-------- Page extract

Well, I’ll be looking at the brochures they’re sending. And actually I checked everything - even read the local ‘paper - on Google one noisy night when Tom had gone out!

But... well, we’ll see.

So, I’m sorry Steve (The Power Guides and Lucy’s Comments), I’m not sure I can stay here after all. This is nasty. A whole new ball-game (as my American friends would say!) now.

P.S. Oh and, by the way (talking of American friends – all friends), if I’ve seemed irritable on anybody’s Forum/blog in the past couple of weeks then I apologise, I’m sorry. Hopefully, having read this, you’ll understand. [You know how it is: MS is bad enough.]


And at this point I say “Basta cosi!” Enough things, in Italian. Because I’ve had enough of these tales of woe and want to get back to where I was. What I should be.

And I’ve got a more fun piece I’ve been working on...

Thursday, 20 March 2008

Easter 08

"... take up [your] cross daily and follow me." (Lk 9:23)

Thinking of you all at Easter.

Love, Virginia

Thursday, 6 March 2008

Still a quandary...

My allocated-at-the-moment social worker came to do a new asessment recently - and went away with completely the wrong end of the stick. She judged me, and the situation, on my “performance” that afternoon; that hour.

Ha ha! Derision and laughter from MSers everywhere. As if we don’t make an effort. Perk up with the unusual interest in our sorry state. Enjoy the attention. (Well, acually, of course, I don’t, I can’t bear people coming, it hurts and tires too much. Plus they nearly always have a “perfume” to make things harder. I’m just polite and that’s my downfall – it gives the impression I’m better than I am.)

Anyway so H. (that is her initial) decides I’m “managing” physically (not seeing the pain or understanding I’m pushing myself way past managing just because I prefer to be alone than with someone who: a) doesn’t care, and b) I’m allergic to). So that, we should forget about spasms and falls; sons leaving and builders arriving; spiders in the middle of the night. Forget about how much I don’t want to be separated from Lucy (surprised me to learn that one!) and put aside the idea of live-in care...


Ah, the place toughie oldies live at. Independent living but with 24-hour care when needed. Available on the premises (usually a block of flats [in USA, apartment block]). You get a flat to yourself, surrounded by like-minded, like-aged others, plus nurses/assistants at the touch of a button. Meals are provided [in a communal dining-room] and washing done, but your flat is self-contained: you can keep yourself to yourself. In other words these facilities are for anti-social (maybe they smoke), unloved and unwanted people, who have learnt to appreciate their own company and are, possibly, a little cantankerous!

And I’m not being fair (that was just me I was describing!). Probably most of these folk are widows and widowers who do want their own space but need the occasional help. Good people - trying not to be a burden. And I guess I should be flattered that H. thinks it would suit me – no one else being a nuisance. But I’m not...

----------------

*What the task asks*: Please condense the paragraph of the blog extract that begins "Ah, the place toughie oldies live at" into a short bulleted list that keeps its main facts. The entries after this blog extract aren't needed.

-------- Excerpted records

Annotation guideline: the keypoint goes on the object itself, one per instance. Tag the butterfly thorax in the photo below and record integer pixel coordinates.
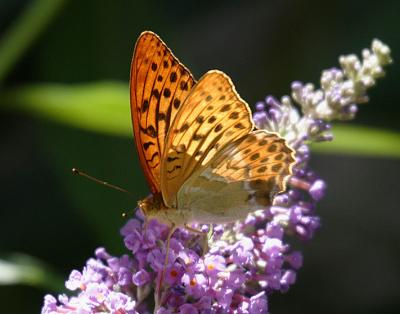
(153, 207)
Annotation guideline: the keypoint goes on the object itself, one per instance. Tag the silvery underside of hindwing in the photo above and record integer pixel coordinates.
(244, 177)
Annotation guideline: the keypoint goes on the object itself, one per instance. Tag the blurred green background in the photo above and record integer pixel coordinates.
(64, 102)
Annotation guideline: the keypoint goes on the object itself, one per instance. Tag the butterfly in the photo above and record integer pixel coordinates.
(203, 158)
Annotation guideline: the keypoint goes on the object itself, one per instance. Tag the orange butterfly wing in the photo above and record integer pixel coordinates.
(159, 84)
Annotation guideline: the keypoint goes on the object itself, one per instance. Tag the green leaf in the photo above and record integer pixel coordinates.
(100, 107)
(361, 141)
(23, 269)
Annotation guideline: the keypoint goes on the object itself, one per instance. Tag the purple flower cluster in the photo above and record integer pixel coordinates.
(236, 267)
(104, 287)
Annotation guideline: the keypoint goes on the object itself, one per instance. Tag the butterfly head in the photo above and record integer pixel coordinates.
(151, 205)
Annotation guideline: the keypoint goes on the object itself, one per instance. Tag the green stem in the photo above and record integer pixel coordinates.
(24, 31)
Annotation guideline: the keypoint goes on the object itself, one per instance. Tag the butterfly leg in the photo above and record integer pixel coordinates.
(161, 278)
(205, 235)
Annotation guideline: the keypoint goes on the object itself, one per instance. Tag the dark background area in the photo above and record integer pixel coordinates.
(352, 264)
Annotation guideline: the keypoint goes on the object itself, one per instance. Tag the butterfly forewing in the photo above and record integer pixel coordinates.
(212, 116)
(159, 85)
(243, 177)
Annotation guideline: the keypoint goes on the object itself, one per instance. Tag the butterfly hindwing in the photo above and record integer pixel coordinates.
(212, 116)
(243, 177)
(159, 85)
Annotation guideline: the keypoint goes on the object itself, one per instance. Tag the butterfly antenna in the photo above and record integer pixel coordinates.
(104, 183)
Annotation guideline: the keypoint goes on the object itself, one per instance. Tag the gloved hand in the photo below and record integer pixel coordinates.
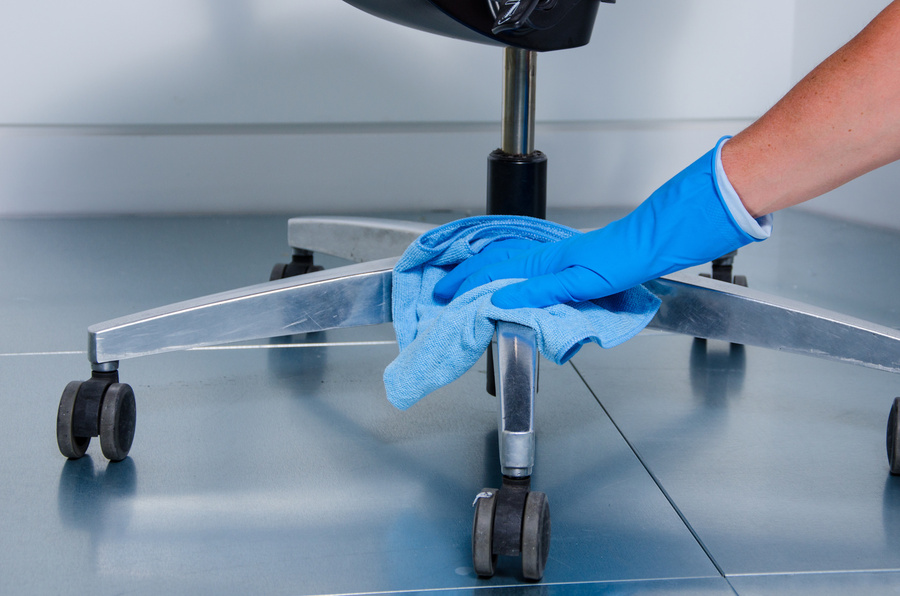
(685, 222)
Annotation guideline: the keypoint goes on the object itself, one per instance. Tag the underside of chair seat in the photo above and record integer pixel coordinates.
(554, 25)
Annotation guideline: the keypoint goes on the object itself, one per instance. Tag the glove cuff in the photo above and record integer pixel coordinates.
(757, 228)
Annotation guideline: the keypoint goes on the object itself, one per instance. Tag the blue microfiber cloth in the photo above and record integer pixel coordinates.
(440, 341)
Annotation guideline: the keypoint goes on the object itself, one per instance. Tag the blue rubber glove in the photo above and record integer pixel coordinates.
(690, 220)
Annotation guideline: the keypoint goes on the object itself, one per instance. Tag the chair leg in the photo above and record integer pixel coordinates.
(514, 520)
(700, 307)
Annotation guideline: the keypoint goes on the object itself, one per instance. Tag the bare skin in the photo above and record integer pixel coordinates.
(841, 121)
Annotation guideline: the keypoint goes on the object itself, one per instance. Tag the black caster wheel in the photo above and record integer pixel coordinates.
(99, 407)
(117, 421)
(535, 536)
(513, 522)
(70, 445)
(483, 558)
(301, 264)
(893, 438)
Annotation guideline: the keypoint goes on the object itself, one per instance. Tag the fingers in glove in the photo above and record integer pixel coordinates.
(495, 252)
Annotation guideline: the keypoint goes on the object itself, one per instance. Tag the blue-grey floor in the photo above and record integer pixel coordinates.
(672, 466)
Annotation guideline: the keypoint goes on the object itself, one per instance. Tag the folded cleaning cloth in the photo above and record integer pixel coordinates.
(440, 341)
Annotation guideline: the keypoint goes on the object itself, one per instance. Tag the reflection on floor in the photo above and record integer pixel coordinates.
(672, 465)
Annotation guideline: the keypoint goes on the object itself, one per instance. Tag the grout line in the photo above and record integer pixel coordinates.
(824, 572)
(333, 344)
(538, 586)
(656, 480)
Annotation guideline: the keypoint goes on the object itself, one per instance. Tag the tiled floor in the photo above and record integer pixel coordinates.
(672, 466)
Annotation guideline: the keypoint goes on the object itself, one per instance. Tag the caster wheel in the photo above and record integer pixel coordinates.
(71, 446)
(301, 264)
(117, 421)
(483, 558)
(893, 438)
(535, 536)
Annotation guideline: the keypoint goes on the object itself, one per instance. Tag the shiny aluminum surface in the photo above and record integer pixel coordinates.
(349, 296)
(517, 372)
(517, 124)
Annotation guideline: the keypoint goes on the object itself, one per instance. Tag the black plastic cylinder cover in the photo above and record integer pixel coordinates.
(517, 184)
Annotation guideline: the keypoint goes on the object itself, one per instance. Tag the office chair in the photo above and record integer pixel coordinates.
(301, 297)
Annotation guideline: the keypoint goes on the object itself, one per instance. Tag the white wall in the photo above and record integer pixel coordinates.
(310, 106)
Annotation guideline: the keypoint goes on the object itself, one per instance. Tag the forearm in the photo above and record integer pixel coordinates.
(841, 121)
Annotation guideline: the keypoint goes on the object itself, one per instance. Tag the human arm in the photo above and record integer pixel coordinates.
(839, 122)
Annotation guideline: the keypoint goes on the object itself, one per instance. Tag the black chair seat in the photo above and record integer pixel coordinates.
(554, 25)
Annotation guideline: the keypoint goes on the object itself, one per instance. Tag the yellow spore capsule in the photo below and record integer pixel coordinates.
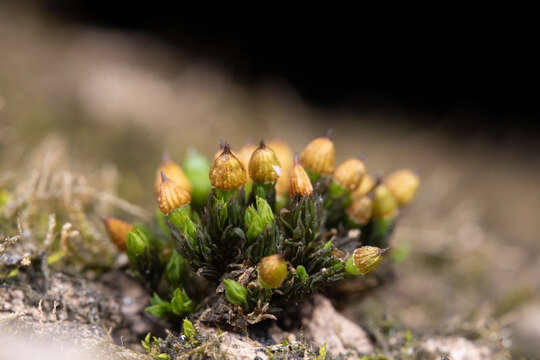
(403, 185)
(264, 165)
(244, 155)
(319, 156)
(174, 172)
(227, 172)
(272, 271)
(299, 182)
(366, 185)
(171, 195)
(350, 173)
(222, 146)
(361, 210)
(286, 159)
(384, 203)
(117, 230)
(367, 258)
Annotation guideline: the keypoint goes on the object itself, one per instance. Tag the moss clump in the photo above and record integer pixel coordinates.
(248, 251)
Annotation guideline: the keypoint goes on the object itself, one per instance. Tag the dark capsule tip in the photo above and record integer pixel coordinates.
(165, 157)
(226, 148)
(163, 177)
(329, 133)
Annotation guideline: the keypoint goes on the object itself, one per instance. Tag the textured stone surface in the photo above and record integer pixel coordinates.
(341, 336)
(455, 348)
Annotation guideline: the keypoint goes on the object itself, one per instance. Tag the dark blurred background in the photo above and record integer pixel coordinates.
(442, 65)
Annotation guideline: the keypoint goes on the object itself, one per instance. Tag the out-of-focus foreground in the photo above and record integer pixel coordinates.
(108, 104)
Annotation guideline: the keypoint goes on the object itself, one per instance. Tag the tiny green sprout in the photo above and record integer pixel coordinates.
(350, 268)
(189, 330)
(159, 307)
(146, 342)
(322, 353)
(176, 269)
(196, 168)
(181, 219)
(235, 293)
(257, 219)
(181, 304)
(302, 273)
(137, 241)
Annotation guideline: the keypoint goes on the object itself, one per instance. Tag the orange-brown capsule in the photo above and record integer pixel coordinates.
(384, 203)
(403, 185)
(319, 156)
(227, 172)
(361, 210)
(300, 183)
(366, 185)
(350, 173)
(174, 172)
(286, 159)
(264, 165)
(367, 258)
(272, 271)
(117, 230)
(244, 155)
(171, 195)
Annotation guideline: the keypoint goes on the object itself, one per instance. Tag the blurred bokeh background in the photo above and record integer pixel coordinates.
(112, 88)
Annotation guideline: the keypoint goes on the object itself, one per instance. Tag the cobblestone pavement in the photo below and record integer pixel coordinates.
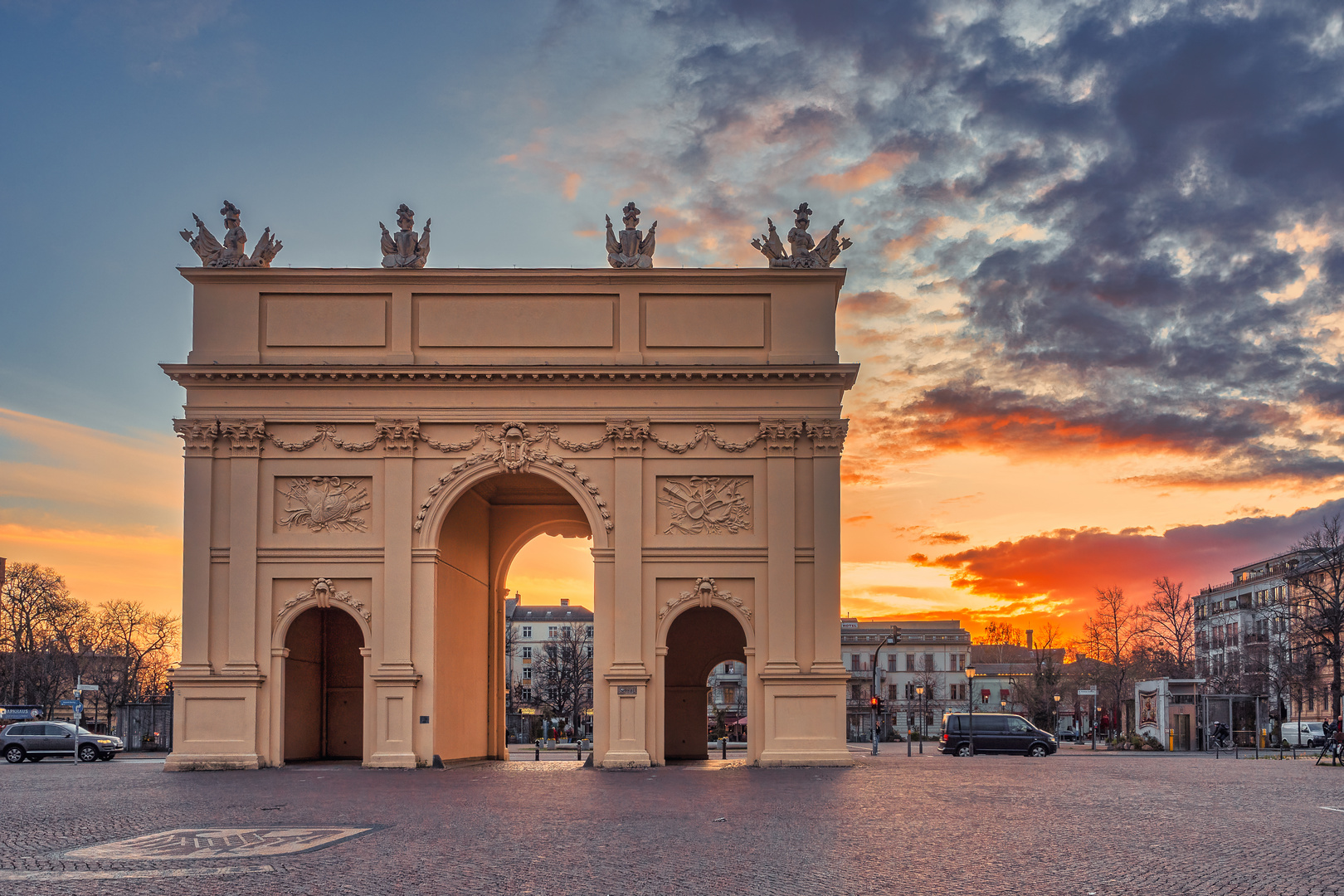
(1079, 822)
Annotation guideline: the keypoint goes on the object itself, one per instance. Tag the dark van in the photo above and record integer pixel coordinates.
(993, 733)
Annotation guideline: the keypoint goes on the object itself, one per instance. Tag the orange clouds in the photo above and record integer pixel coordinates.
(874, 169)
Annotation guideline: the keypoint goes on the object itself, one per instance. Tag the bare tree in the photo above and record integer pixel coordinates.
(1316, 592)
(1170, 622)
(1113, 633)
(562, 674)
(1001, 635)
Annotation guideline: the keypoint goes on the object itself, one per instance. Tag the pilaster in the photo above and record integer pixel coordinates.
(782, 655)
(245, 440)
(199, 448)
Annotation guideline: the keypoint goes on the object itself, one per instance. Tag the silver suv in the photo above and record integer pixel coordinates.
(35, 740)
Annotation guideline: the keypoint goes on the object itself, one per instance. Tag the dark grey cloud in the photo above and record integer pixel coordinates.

----------------

*Completed exercise*:
- Independent living with 24-hour care available on the premises when needed, usually in a block of flats (an apartment block in the USA)
- Each resident has a self-contained flat among like-minded people of similar age
- Nurses or assistants come at the touch of a button
- Meals are provided in a communal dining room, and washing is done
- Residents can keep to themselves
- The writer calls these places suited to anti-social, unloved and unwanted people who enjoy their own company and may be a little cantankerous